概述

本文主要对elasticsearch的常用语法进行整理,以及比较match和term在过滤字段时的不同,分别列举了keyword和text的情形,后续还会继续补充其他的用法。

环境准备

  1. elasticsearch 7.6.1,参考docker安装elasticsearch
  2. kibana 7.6.1,参考docker安装kibana

创建索引

  • 创建索引名为userdb
  • name:keyword类型,不分词
  • name2:text类型,分词
PUT userdb
{
  "mappings": {
    "properties": {
      "name":{
        "type": "keyword"
      },
      "name2":{
        "type": "text"
      },
      "age":{
        "type": "integer"
      }
    }
  }
}

保存数据

PUT /userdb/_doc/1
{
  "name":"张小明",
  "name2": "张小明",
  "age": 25
}
PUT /userdb/_doc/2
{
  "name":"张小红",
  "name2":"张小红",
  "age": 23
}

注意:以下所有分词使用的是standard分词器,即所有中文都会被拆成单个汉字

match 查询

match在过滤keyword字段时,不会对搜索词拆分!不分词!不分词!不分词!
执行时,会直接把搜索词跟字段值做完全匹配

测试条件:“name”:“张”,结果有0笔
类似SQL:name=‘张’

GET /userdb/_doc/_search
{
  "query":{
    "match":{
      "name":"张"
    }
  }
}

结果如下:

{
  "took" : 0,
  "timed_out" : false,
  "_shards" : {
    "total" : 1,
    "successful" : 1,
    "skipped" : 0,
    "failed" : 0
  },
  "hits" : {
    "total" : {
      "value" : 0,
      "relation" : "eq"
    },
    "max_score" : null,
    "hits" : [ ]
  }
}

测试条件:“name”:“张小明”,结果有1笔
类似SQL:name=‘张小明’

GET /userdb/_doc/_search
{
  "query":{
    "match":{
      "name":"张小明"
    }
  }
}

结果如下:

{
  "took" : 2,
  "timed_out" : false,
  "_shards" : {
    "total" : 1,
    "successful" : 1,
    "skipped" : 0,
    "failed" : 0
  },
  "hits" : {
    "total" : {
      "value" : 1,
      "relation" : "eq"
    },
    "max_score" : 0.6931471,
    "hits" : [
      {
        "_index" : "userdb",
        "_type" : "_doc",
        "_id" : "1",
        "_score" : 0.6931471,
        "_source" : {
          "name" : "张小明",
          "name2" : "张小明",
          "age" : 25
        }
      }
    ]
  }
}

match在过滤text字段时,会把搜索词进行拆分再查询,只要其中一个搜索词匹配到记录就会返回。

书面任务:
A: 在这篇讲 Elasticsearch 常用语法的文章里，创建索引时 name2 字段设成了什么类型？
B: 请逐字引用下面所给的全部记录。

所给记录:
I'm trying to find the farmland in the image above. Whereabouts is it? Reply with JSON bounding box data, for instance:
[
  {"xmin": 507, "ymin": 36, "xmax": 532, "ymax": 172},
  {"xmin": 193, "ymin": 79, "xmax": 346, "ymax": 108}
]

练习结果:
A: text 类型，分词。

B:
I'm trying to find the farmland in the image above. Whereabouts is it? Reply with JSON bounding box data, for instance:
[
  {"xmin": 507, "ymin": 36, "xmax": 532, "ymax": 172},
  {"xmin": 193, "ymin": 79, "xmax": 346, "ymax": 108}
]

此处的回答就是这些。